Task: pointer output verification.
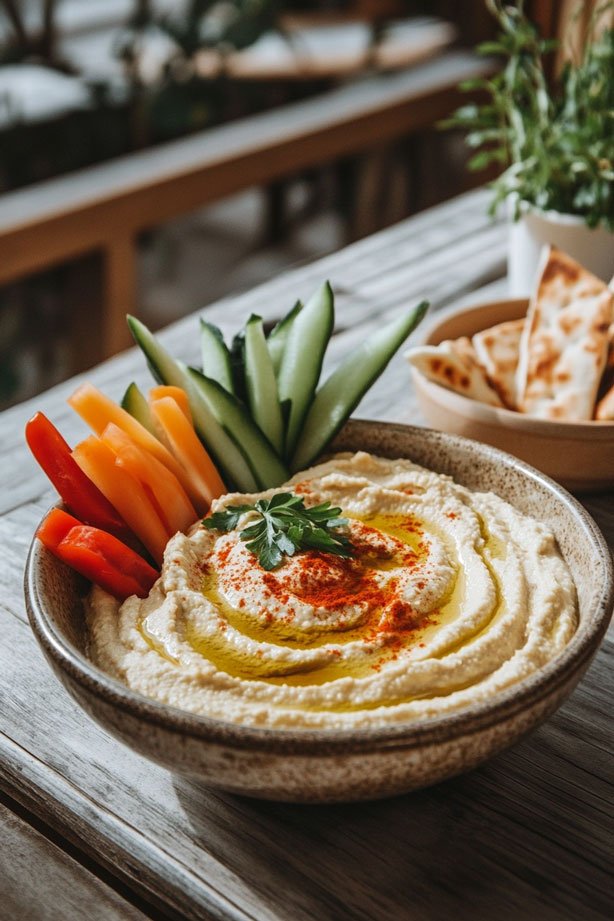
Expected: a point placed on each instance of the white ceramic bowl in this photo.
(579, 455)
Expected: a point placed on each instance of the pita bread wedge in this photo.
(605, 407)
(605, 398)
(454, 365)
(564, 344)
(497, 350)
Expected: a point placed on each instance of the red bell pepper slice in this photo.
(98, 556)
(79, 494)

**Aim of the task**
Please repeat each record exactly and keep every picture out of the copy.

**Finished exercise**
Task: pointer output verification.
Expected: a point placed on each instance of the white ceramic bowl in this photo.
(579, 455)
Expected: a point placed on each instance of the pita bread wedge in this photo.
(605, 407)
(605, 398)
(454, 365)
(564, 344)
(497, 350)
Expected: a point placed on each instance of the red bell pepper slice in this photo.
(98, 556)
(79, 494)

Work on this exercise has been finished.